• [Instructions to follow]:
Give back, unchanged, the lines from the one containing "of the baseboard" to the end of the listing, inclusive of both.

• [Task input]:

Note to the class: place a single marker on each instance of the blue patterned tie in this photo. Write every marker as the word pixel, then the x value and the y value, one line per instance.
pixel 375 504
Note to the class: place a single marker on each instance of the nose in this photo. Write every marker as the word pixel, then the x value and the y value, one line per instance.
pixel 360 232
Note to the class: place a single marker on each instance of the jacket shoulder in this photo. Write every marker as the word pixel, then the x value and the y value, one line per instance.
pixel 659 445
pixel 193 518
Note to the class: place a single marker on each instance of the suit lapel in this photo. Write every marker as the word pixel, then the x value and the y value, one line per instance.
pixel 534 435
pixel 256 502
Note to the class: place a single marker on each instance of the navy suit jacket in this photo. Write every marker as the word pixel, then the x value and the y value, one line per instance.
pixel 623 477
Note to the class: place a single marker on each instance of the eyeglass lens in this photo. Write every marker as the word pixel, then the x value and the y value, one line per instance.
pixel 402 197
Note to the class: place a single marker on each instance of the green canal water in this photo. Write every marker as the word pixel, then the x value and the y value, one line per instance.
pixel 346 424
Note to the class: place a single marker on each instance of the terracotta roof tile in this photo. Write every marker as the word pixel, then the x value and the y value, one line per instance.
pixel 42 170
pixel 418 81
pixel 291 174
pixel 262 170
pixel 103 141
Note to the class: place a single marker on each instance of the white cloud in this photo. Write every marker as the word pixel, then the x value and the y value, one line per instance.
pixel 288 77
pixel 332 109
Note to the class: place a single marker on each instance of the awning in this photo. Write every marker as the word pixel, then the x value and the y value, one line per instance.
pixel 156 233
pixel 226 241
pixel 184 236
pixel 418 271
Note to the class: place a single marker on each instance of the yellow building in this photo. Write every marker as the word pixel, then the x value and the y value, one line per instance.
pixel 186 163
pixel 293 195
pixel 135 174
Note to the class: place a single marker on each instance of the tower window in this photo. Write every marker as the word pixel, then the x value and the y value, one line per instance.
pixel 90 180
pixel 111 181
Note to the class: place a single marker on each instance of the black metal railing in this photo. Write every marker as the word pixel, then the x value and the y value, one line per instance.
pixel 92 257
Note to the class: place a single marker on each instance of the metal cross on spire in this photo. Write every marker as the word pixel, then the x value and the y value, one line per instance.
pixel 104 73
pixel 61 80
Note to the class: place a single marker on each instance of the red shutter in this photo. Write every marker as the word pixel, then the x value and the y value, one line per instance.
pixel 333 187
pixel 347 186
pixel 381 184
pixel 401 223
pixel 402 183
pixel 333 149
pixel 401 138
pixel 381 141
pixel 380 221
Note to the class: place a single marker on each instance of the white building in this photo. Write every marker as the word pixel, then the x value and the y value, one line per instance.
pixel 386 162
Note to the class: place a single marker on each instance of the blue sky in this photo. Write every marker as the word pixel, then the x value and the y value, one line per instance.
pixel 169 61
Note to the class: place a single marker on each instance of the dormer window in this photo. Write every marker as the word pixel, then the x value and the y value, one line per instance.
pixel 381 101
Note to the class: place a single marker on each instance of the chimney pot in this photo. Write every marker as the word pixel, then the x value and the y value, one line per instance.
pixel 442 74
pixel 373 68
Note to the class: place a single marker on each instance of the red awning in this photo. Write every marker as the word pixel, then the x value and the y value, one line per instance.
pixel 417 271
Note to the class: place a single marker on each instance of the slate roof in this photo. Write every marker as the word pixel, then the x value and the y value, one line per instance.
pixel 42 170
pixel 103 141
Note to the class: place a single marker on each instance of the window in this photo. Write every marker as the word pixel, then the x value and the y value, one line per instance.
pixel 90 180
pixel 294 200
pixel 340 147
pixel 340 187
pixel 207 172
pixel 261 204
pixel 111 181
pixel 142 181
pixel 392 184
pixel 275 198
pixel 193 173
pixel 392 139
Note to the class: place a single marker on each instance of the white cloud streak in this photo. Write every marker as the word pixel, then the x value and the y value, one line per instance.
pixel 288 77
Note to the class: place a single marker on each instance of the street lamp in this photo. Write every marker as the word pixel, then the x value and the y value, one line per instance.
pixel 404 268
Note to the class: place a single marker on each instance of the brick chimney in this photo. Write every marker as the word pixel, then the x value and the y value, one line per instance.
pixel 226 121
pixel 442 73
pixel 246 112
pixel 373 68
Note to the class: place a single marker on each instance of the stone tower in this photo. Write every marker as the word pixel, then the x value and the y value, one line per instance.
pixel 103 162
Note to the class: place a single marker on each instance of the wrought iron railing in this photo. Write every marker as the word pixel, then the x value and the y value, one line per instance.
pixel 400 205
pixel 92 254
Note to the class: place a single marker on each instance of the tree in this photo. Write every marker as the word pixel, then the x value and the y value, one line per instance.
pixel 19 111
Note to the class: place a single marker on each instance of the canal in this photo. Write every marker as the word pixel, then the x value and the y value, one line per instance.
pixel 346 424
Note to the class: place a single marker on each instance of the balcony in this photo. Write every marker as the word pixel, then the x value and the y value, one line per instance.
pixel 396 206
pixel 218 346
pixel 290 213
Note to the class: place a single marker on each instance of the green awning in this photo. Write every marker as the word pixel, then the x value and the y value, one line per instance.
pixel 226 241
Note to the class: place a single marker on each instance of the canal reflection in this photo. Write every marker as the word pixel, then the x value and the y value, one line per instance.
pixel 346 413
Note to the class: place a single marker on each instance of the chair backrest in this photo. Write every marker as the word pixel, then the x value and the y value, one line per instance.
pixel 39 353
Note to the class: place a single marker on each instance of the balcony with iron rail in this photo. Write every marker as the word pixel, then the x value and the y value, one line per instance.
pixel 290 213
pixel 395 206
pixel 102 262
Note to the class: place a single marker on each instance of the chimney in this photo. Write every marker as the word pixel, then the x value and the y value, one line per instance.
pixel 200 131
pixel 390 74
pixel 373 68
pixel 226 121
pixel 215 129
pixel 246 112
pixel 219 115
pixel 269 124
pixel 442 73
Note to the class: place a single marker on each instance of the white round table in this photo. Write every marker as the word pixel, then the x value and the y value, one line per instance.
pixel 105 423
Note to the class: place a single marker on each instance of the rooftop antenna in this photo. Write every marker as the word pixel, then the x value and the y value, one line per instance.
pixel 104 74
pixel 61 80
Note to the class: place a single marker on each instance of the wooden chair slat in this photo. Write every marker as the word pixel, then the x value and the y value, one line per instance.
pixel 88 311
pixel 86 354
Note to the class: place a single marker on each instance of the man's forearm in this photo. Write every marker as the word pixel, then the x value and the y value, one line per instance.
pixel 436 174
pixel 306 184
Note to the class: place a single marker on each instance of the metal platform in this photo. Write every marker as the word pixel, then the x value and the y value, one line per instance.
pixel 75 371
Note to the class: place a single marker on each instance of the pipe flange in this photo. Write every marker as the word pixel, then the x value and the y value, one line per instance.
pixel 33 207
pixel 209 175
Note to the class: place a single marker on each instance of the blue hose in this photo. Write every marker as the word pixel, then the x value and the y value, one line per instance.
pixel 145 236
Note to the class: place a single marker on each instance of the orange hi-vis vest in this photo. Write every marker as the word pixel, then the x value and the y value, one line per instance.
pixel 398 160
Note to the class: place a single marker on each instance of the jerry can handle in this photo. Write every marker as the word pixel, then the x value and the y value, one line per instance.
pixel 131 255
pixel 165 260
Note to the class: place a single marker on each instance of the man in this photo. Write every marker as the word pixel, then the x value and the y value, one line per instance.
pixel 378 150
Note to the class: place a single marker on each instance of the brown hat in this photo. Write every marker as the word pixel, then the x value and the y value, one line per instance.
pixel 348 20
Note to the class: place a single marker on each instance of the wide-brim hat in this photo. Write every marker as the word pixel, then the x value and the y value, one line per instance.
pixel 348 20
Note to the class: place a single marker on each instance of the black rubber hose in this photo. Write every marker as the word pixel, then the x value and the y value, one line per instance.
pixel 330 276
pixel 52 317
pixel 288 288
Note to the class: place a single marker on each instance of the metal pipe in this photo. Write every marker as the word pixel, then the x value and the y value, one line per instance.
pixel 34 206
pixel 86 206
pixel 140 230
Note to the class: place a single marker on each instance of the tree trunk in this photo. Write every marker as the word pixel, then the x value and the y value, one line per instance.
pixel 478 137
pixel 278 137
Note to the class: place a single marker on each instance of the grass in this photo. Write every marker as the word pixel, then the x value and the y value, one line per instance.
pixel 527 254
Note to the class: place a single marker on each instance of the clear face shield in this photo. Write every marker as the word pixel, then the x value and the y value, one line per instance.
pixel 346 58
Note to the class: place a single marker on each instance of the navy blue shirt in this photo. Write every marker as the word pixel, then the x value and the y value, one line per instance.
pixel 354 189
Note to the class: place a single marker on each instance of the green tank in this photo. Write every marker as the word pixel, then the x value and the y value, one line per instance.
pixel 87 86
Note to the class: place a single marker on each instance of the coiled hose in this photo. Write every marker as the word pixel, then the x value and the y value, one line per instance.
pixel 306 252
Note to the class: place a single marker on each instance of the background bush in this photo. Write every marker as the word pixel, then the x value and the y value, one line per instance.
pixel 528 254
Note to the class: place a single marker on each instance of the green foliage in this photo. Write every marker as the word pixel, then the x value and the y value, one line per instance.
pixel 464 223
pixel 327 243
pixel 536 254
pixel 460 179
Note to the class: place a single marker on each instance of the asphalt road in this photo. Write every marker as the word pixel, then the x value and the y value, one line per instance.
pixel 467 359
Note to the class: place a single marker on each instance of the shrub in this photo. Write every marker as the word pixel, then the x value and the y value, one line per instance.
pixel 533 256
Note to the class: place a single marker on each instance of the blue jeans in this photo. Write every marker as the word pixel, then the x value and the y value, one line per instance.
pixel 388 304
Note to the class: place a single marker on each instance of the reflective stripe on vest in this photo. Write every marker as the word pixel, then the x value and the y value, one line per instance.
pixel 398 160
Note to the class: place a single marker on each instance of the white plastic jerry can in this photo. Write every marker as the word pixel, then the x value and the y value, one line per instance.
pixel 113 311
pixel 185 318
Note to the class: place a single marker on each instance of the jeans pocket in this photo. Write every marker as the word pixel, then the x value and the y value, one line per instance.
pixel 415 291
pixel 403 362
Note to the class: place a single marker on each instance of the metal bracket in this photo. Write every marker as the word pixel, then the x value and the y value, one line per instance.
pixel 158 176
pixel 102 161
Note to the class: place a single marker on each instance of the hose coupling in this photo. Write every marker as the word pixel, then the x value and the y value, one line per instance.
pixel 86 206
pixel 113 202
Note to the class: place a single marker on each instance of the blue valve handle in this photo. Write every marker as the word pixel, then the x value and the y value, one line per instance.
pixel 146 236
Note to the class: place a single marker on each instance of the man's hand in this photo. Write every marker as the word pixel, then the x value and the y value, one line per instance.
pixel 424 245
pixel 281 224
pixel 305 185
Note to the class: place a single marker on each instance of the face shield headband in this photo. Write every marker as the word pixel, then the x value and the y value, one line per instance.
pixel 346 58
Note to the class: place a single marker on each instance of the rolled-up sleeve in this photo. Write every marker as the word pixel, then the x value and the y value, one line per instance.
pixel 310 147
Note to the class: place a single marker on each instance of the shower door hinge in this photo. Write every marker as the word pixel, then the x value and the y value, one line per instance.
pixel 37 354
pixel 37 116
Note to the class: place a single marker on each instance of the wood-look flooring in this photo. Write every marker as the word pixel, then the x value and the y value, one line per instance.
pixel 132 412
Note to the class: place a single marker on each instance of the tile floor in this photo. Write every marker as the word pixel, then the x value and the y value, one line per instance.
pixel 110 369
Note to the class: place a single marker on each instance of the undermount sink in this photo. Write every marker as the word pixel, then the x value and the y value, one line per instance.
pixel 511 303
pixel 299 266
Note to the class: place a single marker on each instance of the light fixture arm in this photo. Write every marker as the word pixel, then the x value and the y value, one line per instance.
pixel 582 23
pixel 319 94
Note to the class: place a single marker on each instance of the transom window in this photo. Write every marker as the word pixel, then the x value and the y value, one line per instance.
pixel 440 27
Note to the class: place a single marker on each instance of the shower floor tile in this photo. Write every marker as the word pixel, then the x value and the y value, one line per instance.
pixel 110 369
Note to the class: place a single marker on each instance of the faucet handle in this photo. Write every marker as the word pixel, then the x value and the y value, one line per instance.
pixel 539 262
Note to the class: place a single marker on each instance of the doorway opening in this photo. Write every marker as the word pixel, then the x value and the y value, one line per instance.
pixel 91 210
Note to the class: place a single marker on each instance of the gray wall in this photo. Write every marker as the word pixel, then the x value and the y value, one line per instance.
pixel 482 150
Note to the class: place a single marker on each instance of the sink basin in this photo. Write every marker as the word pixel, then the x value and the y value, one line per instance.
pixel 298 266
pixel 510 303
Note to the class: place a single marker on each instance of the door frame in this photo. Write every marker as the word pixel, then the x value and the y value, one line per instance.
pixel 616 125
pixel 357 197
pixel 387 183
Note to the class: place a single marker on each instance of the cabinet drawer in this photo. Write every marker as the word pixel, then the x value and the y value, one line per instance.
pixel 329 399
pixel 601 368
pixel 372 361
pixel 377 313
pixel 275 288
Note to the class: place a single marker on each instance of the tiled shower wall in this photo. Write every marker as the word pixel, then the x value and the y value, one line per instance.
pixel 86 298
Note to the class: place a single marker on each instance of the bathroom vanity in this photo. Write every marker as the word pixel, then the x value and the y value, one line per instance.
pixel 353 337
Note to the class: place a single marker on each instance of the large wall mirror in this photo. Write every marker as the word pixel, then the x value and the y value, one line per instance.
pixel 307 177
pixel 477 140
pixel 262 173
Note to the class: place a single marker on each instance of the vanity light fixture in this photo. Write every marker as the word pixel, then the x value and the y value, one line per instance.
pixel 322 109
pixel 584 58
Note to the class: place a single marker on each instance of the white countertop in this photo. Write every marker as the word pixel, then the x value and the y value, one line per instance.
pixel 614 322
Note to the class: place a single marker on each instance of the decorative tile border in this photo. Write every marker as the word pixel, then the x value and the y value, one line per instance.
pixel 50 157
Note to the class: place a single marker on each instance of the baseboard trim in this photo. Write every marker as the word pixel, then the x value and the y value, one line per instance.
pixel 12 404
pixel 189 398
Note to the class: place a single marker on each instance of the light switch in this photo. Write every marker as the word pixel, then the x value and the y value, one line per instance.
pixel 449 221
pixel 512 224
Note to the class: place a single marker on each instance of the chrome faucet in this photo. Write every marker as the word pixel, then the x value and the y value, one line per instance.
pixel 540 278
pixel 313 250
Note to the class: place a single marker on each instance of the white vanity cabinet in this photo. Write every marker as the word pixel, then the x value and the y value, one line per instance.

• [Written response]:
Note to the class: place a single marker on each instance of the baseboard trim in this photo. Write every marker as the word pixel, then the x value and the y value, one line per instance.
pixel 12 404
pixel 189 398
Note to the class: place a single marker on each instance of the light switch in this photo. Write every marker as the word pixel, then the x value and the y value, one line per instance.
pixel 449 221
pixel 512 224
Note to the class: place a single marker on each instance of the chrome faucet in this photo. Write every marker as the word pixel, then the x value and the y value, one line per instance.
pixel 540 278
pixel 313 250
Note to the class: place a single marker on each instance of the white vanity cabinet in this photo. Write every marker as the word pixel, then the x value and the y value, one line per instance.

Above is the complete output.